--- Selected excerpt ---
....

Multifamily property management has consolidated faster than almost any other sector in real estate services. The top four firms now each manage 240,000+ units. For founder-led platforms below that scale, the next 24 months will define the exit.
Parkland Capital Partners is a lower middle market M&A advisory firm with deep specialization in multifamily property management and adjacent real estate services. We advise founder and family-owned multifamily management platforms on sell-side M&A, recapitalizations, buy-side roll-ups, and strategic lift-out transactions. We operate within the private equity and strategic operator ecosystem rather than competing with large investment banks. Every engagement is confidential, senior-led, and targeted. We do not list businesses on public marketplaces, blast teasers to buyer aggregators, or run open online auctions.
If you are operating a multifamily management platform generating $500K+ in EBITDA and thinking about a transaction in the next 12 to 24 months, this page is for you.

....

--- Request ---
Print the multifamily advisory passage from "Multifamily property management has" to "open online auctions." word for word. The items after this point are separate from the multifamily advisory passage.

....

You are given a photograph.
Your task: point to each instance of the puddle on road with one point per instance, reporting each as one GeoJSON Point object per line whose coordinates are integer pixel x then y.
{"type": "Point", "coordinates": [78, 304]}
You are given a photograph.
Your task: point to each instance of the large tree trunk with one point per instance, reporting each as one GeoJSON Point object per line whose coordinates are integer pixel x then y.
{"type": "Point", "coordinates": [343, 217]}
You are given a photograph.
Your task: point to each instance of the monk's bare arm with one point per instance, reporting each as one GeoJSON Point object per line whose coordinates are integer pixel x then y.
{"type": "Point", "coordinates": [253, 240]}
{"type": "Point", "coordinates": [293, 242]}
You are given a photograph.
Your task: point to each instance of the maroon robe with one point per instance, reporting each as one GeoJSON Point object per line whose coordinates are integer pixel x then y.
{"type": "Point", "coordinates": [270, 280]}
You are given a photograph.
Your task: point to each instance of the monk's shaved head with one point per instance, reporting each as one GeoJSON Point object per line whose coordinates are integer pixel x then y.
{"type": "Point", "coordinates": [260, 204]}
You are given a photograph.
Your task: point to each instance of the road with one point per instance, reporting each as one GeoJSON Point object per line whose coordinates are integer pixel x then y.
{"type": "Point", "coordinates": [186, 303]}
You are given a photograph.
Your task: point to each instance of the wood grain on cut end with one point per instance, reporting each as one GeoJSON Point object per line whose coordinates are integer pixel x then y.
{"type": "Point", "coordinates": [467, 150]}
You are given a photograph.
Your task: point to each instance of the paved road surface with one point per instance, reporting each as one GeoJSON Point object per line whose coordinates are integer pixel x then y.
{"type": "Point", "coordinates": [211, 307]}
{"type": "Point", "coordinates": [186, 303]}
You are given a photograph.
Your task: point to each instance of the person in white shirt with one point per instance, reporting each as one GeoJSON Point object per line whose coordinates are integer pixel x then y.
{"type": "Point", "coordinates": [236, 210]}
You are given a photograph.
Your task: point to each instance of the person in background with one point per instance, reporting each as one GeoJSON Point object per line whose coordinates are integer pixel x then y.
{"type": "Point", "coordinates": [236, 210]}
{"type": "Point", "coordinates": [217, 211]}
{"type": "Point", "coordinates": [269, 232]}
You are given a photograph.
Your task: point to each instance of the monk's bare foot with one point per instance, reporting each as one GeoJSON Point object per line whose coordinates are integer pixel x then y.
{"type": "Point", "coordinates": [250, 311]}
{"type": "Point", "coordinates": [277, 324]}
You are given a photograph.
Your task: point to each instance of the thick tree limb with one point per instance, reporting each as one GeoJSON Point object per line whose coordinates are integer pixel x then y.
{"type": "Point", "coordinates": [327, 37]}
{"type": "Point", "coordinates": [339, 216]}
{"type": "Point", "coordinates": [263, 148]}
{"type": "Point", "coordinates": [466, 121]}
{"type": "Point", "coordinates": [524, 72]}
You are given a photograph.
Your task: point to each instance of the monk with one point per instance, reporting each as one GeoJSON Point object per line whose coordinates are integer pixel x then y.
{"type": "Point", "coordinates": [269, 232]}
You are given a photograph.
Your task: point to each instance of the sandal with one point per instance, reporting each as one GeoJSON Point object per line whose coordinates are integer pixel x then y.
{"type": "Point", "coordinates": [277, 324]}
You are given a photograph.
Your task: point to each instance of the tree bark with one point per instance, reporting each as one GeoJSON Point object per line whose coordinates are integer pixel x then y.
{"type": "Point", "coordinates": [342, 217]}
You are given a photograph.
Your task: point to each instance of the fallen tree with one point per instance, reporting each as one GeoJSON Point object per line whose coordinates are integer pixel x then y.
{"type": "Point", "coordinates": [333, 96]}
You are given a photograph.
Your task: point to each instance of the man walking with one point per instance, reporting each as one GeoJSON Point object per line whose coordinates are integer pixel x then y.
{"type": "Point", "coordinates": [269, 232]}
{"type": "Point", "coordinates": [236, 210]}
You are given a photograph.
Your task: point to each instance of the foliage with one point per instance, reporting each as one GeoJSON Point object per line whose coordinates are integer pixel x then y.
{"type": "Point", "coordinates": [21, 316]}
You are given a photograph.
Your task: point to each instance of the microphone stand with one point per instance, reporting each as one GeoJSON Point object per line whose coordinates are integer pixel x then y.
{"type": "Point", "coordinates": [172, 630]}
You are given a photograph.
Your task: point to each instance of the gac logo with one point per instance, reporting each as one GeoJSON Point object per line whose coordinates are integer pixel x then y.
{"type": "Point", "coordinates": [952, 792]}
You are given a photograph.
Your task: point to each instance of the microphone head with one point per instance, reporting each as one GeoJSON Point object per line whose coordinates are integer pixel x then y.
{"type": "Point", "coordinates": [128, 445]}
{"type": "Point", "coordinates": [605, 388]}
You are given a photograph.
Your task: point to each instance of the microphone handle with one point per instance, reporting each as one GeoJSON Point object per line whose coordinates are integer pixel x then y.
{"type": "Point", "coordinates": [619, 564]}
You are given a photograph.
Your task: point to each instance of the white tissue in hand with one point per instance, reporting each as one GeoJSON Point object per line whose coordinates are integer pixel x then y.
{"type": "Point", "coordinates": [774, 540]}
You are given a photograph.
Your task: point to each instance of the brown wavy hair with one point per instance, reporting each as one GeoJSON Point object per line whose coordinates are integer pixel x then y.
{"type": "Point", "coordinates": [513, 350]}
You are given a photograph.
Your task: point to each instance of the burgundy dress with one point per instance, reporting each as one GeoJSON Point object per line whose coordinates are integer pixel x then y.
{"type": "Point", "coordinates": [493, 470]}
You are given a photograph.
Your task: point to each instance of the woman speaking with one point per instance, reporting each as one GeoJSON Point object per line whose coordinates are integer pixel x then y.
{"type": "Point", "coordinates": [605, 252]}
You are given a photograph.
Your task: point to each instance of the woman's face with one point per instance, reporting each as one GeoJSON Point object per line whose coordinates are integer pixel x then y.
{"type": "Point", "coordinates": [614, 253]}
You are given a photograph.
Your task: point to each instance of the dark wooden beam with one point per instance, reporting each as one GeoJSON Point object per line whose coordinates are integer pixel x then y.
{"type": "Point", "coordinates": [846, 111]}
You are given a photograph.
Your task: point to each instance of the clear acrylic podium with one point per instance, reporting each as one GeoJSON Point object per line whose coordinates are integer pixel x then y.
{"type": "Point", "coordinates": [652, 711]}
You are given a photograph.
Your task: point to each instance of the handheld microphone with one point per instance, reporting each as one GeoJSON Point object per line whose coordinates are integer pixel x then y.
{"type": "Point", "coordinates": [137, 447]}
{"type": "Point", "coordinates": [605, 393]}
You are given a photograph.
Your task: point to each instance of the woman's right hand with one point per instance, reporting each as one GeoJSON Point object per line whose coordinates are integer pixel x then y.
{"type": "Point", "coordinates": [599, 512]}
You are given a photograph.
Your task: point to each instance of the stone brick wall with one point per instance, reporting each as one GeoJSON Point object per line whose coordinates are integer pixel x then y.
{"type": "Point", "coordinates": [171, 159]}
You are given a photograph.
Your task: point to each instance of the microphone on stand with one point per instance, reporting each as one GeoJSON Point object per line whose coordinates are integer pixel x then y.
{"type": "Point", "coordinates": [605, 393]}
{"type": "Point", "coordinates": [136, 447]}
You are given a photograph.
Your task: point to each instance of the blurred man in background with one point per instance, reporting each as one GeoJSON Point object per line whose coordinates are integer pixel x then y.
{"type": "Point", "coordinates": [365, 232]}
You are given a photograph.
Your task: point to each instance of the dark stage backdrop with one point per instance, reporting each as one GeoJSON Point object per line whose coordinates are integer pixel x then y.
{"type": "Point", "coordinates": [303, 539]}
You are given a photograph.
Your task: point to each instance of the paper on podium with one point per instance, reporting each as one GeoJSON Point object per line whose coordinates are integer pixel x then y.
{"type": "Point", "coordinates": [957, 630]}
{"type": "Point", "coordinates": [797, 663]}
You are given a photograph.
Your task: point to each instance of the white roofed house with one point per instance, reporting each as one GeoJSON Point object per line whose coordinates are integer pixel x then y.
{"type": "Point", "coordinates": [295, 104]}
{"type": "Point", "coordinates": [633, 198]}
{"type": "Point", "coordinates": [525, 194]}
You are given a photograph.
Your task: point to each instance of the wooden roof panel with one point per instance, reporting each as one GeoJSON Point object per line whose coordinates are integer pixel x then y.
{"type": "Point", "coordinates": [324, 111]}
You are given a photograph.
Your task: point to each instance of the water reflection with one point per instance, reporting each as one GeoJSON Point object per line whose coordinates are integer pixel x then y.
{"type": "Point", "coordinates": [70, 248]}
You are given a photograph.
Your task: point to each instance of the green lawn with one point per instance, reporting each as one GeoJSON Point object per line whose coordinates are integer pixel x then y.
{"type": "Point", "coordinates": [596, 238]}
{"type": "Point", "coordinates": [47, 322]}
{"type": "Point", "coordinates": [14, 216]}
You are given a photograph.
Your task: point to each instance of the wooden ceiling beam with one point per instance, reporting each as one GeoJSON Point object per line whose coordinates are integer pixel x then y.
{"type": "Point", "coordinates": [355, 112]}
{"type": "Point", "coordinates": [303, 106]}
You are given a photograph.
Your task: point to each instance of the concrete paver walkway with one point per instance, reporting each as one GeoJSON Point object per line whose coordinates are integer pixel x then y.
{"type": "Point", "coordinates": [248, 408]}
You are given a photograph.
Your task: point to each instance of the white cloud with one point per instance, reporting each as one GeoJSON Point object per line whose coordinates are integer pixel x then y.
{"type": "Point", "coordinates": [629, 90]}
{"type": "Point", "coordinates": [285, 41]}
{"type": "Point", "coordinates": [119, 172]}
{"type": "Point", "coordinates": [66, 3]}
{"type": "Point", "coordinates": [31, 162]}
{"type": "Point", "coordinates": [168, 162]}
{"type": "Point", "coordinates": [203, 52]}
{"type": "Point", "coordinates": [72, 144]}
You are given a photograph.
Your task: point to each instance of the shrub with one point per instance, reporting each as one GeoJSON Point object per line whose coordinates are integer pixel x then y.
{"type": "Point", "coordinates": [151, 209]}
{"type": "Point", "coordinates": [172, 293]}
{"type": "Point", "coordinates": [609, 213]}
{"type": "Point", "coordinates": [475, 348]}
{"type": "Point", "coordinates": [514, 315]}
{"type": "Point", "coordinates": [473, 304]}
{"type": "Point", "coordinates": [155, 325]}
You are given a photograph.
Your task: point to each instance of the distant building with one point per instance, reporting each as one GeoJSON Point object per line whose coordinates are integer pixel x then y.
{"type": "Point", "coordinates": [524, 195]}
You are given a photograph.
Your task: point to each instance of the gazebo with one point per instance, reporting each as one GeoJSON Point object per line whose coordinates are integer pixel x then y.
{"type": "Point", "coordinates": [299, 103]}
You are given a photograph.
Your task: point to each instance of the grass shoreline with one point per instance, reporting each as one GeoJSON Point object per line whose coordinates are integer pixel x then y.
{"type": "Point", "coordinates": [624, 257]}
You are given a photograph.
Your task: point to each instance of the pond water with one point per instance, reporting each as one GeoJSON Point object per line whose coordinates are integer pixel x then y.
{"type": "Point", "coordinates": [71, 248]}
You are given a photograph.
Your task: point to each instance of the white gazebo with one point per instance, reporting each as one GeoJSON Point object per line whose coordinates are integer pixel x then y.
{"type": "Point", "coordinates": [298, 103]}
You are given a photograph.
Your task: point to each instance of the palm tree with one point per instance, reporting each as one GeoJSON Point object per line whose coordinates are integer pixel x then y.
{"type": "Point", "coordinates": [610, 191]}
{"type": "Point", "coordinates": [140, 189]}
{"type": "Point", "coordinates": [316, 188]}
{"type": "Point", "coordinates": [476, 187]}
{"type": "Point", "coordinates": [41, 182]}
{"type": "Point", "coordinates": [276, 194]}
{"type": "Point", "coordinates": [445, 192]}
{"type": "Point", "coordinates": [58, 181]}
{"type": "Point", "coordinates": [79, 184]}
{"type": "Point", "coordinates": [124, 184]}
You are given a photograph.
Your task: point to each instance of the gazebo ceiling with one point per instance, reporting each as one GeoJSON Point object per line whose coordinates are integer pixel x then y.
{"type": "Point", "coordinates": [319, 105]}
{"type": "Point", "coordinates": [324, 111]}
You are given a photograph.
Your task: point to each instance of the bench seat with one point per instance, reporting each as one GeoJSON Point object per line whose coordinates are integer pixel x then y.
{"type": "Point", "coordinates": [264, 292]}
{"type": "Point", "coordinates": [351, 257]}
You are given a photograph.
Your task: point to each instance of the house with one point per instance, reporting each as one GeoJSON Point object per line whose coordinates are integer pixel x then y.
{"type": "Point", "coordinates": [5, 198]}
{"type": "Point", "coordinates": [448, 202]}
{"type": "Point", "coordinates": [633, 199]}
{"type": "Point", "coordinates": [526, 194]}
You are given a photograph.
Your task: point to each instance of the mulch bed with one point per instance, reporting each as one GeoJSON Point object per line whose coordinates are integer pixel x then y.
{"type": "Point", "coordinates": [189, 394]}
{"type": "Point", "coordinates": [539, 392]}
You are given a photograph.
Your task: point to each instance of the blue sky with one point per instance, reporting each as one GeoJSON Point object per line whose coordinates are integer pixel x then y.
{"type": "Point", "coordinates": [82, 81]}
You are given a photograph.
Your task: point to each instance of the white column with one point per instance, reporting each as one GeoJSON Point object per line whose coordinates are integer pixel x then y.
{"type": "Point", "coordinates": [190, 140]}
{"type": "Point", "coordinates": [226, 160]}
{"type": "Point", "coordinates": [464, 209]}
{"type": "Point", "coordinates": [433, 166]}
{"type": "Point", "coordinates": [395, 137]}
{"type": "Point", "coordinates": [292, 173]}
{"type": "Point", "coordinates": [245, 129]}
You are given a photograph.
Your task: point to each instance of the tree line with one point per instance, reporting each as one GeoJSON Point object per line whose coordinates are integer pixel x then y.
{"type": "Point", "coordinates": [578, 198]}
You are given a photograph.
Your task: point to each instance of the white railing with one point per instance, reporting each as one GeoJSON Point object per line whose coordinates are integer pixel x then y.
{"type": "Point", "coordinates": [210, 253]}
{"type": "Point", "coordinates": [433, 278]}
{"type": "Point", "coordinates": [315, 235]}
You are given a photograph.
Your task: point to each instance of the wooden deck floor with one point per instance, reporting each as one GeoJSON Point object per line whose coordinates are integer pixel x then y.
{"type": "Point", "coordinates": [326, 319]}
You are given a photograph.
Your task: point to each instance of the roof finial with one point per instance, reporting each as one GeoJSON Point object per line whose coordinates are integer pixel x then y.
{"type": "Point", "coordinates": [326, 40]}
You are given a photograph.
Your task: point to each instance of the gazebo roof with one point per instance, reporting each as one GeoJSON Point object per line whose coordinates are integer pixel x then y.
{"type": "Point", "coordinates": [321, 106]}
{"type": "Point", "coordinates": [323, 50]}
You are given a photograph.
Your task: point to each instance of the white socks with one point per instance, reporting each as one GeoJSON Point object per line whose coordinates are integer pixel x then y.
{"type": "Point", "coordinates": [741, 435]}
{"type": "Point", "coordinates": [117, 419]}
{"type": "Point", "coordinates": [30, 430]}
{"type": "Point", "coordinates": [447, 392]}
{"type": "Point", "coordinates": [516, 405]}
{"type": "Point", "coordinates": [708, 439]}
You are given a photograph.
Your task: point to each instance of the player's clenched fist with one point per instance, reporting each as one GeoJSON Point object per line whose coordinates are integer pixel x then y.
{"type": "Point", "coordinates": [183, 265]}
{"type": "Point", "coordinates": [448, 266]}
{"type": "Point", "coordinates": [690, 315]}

....

--- Correct answer ---
Multifamily property management has consolidated faster than almost any other sector in real estate services. The top four firms now each manage 240,000+ units. For founder-led platforms below that scale, the next 24 months will define the exit.
Parkland Capital Partners is a lower middle market M&A advisory firm with deep specialization in multifamily property management and adjacent real estate services. We advise founder and family-owned multifamily management platforms on sell-side M&A, recapitalizations, buy-side roll-ups, and strategic lift-out transactions. We operate within the private equity and strategic operator ecosystem rather than competing with large investment banks. Every engagement is confidential, senior-led, and targeted. We do not list businesses on public marketplaces, blast teasers to buyer aggregators, or run open online auctions.